» **Information provided**
######

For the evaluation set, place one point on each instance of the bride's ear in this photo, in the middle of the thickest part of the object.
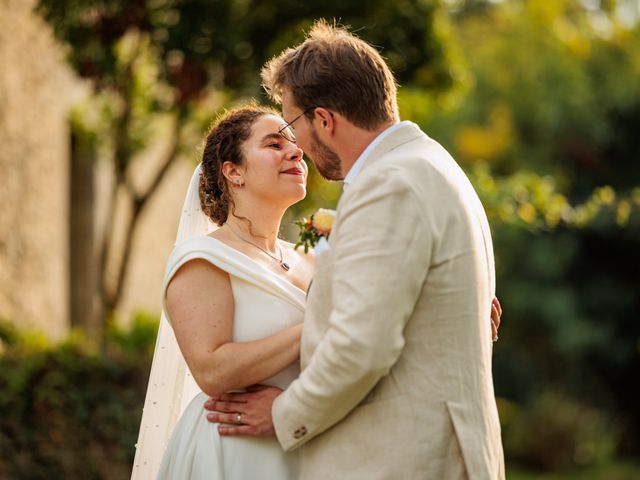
(233, 173)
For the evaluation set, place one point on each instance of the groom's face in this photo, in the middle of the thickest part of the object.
(323, 157)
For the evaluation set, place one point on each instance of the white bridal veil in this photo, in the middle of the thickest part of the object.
(171, 386)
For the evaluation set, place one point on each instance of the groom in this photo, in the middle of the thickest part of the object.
(396, 352)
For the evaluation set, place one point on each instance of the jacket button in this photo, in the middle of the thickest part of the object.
(300, 432)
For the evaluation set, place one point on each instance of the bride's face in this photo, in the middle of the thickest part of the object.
(273, 170)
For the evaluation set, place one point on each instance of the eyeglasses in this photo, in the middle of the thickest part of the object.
(287, 130)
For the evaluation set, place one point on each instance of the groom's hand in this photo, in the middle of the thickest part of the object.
(247, 413)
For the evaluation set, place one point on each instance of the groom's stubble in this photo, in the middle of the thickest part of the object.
(326, 160)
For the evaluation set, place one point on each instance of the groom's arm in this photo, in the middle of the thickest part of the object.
(382, 246)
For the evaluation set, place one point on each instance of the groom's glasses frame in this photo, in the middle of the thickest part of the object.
(287, 131)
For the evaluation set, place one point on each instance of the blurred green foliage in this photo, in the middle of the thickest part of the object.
(67, 411)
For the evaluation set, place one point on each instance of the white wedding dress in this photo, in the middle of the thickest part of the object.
(264, 304)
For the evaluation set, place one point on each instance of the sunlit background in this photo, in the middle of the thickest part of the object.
(103, 107)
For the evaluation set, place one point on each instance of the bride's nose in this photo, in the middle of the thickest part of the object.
(295, 153)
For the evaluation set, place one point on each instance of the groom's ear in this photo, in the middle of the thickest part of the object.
(326, 119)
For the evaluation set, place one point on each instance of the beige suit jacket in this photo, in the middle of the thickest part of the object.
(396, 349)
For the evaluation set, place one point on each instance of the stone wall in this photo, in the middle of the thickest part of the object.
(37, 89)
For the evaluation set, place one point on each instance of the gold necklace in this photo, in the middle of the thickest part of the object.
(285, 266)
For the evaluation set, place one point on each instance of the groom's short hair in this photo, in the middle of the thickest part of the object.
(335, 69)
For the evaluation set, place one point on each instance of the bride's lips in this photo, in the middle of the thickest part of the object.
(294, 171)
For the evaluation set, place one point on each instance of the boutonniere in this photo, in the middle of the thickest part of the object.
(319, 225)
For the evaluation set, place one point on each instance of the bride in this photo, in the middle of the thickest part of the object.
(234, 298)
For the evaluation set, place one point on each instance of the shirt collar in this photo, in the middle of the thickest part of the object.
(357, 166)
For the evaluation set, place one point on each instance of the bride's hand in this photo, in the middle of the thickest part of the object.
(496, 313)
(247, 413)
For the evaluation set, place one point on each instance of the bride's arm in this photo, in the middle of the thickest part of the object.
(200, 305)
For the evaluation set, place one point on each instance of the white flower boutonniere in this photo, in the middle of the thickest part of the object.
(319, 225)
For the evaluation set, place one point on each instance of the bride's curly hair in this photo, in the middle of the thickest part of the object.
(224, 143)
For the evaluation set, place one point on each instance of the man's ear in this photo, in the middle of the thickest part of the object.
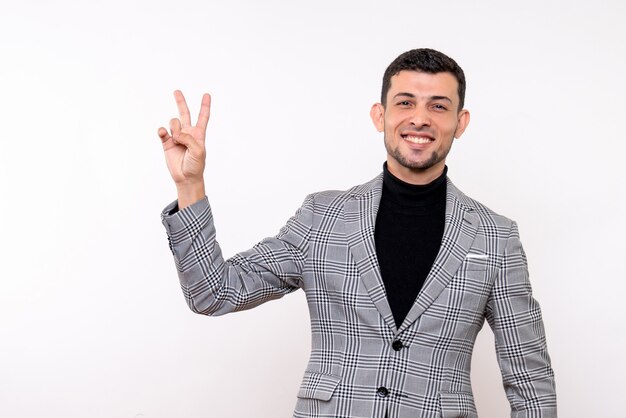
(377, 113)
(463, 121)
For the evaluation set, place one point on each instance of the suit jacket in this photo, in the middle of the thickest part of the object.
(361, 365)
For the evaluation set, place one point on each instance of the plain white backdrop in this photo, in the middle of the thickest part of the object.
(92, 320)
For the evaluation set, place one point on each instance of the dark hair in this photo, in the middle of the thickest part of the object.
(426, 61)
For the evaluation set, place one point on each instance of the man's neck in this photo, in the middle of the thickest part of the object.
(417, 176)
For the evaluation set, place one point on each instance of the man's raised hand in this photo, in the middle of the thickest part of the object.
(184, 150)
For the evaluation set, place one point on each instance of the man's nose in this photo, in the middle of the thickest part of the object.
(420, 116)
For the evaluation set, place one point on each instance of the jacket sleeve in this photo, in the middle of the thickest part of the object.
(515, 318)
(214, 286)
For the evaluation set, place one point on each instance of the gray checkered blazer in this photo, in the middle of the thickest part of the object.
(361, 365)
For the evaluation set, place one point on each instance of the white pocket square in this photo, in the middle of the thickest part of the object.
(477, 256)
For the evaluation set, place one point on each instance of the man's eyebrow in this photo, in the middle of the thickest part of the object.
(411, 95)
(401, 94)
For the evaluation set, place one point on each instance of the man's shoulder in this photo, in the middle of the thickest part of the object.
(480, 209)
(369, 189)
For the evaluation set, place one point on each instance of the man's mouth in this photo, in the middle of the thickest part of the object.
(418, 139)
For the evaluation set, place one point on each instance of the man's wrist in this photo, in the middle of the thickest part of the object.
(190, 193)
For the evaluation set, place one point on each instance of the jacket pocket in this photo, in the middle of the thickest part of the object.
(457, 405)
(318, 386)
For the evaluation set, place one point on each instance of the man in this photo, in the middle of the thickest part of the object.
(400, 273)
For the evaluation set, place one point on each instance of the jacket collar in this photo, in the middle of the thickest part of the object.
(461, 224)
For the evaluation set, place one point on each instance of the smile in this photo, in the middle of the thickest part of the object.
(417, 139)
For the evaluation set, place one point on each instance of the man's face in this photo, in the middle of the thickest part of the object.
(420, 120)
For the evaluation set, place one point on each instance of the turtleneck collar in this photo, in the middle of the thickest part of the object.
(414, 195)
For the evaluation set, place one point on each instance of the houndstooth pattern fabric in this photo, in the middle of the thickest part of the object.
(361, 365)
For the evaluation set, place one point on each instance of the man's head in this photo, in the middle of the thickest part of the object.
(421, 113)
(424, 60)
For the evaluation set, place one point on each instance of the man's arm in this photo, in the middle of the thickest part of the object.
(515, 318)
(212, 285)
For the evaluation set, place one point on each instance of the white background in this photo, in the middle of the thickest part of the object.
(92, 320)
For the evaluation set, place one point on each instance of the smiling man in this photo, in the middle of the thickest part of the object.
(400, 273)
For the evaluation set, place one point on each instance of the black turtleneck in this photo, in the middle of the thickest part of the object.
(409, 228)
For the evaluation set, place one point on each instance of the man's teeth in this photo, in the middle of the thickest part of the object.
(417, 139)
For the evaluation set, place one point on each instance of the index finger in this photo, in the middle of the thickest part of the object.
(205, 112)
(183, 109)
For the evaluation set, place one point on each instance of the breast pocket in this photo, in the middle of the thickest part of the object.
(457, 405)
(318, 386)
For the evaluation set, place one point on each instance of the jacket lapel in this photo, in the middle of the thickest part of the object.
(360, 218)
(460, 229)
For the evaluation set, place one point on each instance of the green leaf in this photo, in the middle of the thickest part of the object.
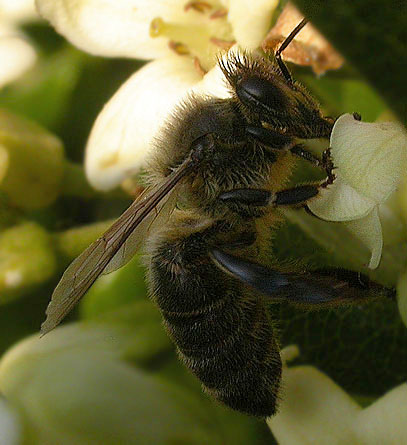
(10, 428)
(44, 94)
(27, 259)
(71, 387)
(372, 36)
(31, 162)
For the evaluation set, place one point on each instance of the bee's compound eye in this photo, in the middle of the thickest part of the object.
(256, 90)
(201, 146)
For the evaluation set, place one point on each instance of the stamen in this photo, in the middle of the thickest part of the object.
(198, 67)
(224, 44)
(198, 6)
(219, 13)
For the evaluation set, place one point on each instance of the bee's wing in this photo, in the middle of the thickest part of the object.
(158, 216)
(112, 250)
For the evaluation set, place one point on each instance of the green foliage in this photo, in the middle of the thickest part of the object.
(372, 35)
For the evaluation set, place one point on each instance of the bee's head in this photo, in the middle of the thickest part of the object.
(267, 97)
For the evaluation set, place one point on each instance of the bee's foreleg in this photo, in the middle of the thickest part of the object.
(317, 289)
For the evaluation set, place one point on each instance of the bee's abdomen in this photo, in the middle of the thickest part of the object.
(223, 332)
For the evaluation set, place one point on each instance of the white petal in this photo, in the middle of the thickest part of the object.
(213, 84)
(340, 202)
(251, 20)
(384, 422)
(122, 134)
(115, 27)
(18, 10)
(372, 157)
(313, 410)
(402, 296)
(9, 427)
(369, 231)
(16, 56)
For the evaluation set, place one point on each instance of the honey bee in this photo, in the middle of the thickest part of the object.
(215, 186)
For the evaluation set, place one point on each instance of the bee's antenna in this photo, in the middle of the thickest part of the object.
(284, 45)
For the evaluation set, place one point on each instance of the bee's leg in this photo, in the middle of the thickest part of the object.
(278, 141)
(317, 289)
(294, 196)
(287, 41)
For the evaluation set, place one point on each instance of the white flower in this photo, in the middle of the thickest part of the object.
(9, 425)
(16, 53)
(184, 37)
(370, 161)
(315, 410)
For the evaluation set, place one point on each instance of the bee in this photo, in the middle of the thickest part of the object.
(215, 186)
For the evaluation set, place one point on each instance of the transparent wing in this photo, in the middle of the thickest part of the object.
(113, 249)
(158, 216)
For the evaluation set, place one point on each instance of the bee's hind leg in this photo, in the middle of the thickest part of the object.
(295, 196)
(316, 289)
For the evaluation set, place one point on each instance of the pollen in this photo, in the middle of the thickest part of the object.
(198, 6)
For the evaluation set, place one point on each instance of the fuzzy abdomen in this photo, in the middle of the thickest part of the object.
(222, 331)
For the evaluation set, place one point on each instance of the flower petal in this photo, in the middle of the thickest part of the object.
(115, 28)
(9, 425)
(402, 296)
(340, 202)
(372, 157)
(384, 420)
(16, 55)
(313, 410)
(18, 10)
(121, 137)
(251, 20)
(369, 231)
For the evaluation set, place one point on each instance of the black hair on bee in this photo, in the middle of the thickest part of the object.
(226, 163)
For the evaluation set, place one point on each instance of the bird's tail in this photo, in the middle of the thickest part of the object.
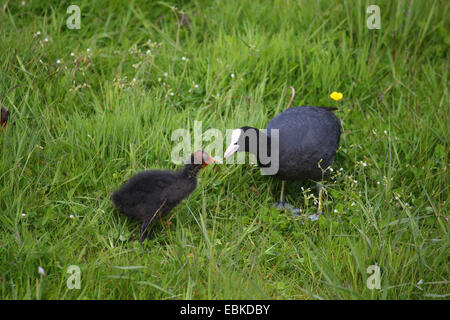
(329, 108)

######

» **Exercise task**
Give again exactly the lines from the one holding "white flower in" to the final line of the records, both ends included; any pictures stay out.

» **The response**
For the evaluation set, place one point on each instance of the white flower in this photo, in the middle of the thickest part of the object.
(9, 425)
(16, 53)
(184, 37)
(370, 161)
(315, 410)
For the evaluation set, place one point on each instance of the bee in this photo, in the middle of the thickest part of the object.
(215, 186)
For the evaluation set, place one point on each instance of the transparent wing in this photo, in the middle of the thickest part of the object.
(113, 249)
(158, 216)
For the evaluation set, place one point on each instance of the bee's hind leg in this photo, in the middle of the thickest part of the object.
(295, 196)
(316, 289)
For the evaluation set, place one point on each instance of the pollen in this photo, in the middle of the thickest part of the object.
(198, 6)
For the evaluation set, place one point on each instance of the fuzzy abdomen in this photo, in the middle of the thickest part of the object.
(222, 331)
For the evaluation set, place one point on each instance of the flower petal in this photo, in the middle of the thickest part of the object.
(115, 28)
(9, 425)
(402, 296)
(340, 202)
(372, 157)
(384, 420)
(16, 55)
(313, 410)
(18, 10)
(121, 137)
(251, 20)
(369, 231)
For the evaluation set, place one point on each instance of the black hair on bee in this photo, in the middle of the thickest part of the object.
(226, 163)
For the evaluation set, place one point on each instance of the bird's tail in this photo, in the middle of the thickest part of the object.
(329, 108)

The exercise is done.